Source:
On Thu, Aug 11, 2011 at 8:23 PM, MZMcBride z@mzmcbride.com wrote:
This is a neat idea. MediaWiki has some page view count support built in, but it's been disabled on Wikimedia wikis for pretty much forever. The reality is that MediaWiki isn't launched for the vast majority of requests. A user making an edit is obviously different, though. I think a database with per-day view support would make this feature somewhat feasible, in a JavaScript gadget or in a MediaWiki extension.
Oh, totally. The only place we can get meaningful data is from the squids, which is where Dario's data comes from, yes?
Sadly, anything we build that works with that architecture won't be so useful to other mediawiki installations, at least on the backend. I can imagine an extension that displays the info to editors that can fetch its stats from a slightly abstracted datasource, with some architecture whereby the stats could come from a variety of log-processing applications via a script or plugin. Then, we could write a connector for our cache clusters, and someone else could write one for theirs, and we'd still get to share one codebase for everything else.
Are there other specific projects that require this data? It will be
much
easier to make a case for accelerating development of the dataset if
there
are some clear examples of where it's needed, and especially if it can
help
to meet the current editor retention goals.

Dataset extract:

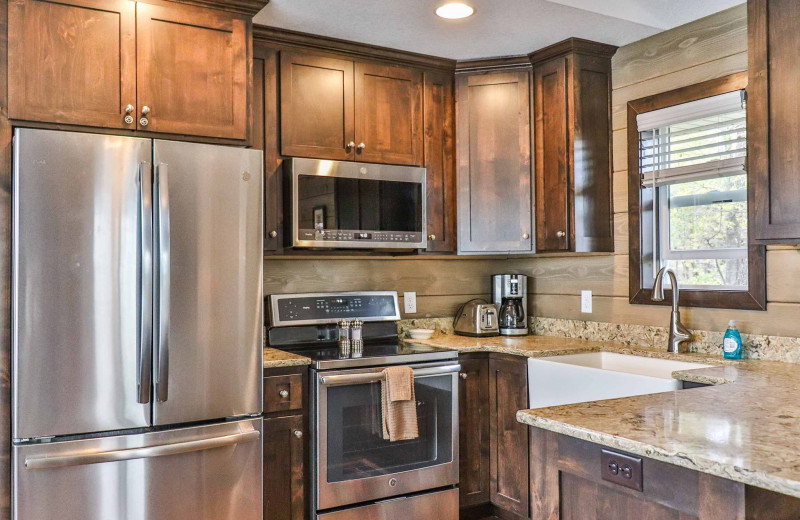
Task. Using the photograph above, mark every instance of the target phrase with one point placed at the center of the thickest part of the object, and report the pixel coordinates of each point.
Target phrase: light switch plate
(410, 302)
(586, 301)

Task:
Update the thread from "On Thu, Aug" to "comes from, yes?" so that "cache servers" stands in place of "squids", and give that stretch again.

Task answer:
On Thu, Aug 11, 2011 at 8:23 PM, MZMcBride z@mzmcbride.com wrote:
This is a neat idea. MediaWiki has some page view count support built in, but it's been disabled on Wikimedia wikis for pretty much forever. The reality is that MediaWiki isn't launched for the vast majority of requests. A user making an edit is obviously different, though. I think a database with per-day view support would make this feature somewhat feasible, in a JavaScript gadget or in a MediaWiki extension.
Oh, totally. The only place we can get meaningful data is from the cache servers, which is where Dario's data comes from, yes?